* _Exercise description_: The response must consist of the lines below from the one with "Expected: a point placed on each instance of the stone milestone" through the one with "Expected: a point placed on each instance of the weathered", exactly as they appear and with both ends kept.

** Records for the task follows **

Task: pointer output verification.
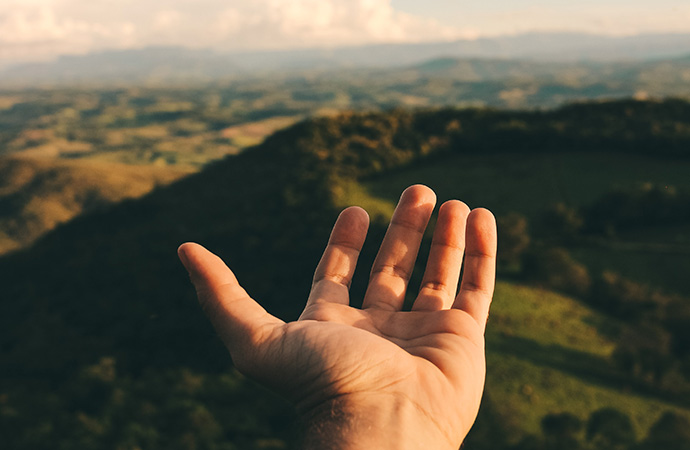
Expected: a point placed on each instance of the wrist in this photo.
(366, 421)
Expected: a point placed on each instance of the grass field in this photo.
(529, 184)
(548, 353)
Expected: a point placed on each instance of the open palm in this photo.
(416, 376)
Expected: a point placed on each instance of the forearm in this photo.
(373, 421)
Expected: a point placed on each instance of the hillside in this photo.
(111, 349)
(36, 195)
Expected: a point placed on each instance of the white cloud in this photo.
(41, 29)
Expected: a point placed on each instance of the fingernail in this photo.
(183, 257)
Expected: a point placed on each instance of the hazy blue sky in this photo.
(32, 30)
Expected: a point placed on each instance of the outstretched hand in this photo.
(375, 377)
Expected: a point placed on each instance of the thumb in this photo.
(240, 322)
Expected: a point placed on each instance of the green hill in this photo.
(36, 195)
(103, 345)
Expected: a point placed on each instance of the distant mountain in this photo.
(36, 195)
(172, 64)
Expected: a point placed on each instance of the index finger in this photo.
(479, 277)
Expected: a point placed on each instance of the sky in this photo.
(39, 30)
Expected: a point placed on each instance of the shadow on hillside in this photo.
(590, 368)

** End of Records for the task **
** Records for the task follows **

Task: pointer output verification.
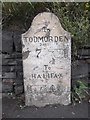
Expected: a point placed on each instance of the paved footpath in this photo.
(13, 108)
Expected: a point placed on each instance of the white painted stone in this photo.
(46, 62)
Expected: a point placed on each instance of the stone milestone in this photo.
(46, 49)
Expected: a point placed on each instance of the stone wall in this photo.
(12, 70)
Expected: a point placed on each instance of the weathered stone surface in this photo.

** End of Records for the task **

* _Answer to this exercise_:
Expected: a point placed on each instance of the stone milestone in this photo.
(46, 49)
Expected: a point placed on each instance of the stone wall in this photo.
(12, 70)
Expected: a point placed on each instance of the weathered stone surface in this photo.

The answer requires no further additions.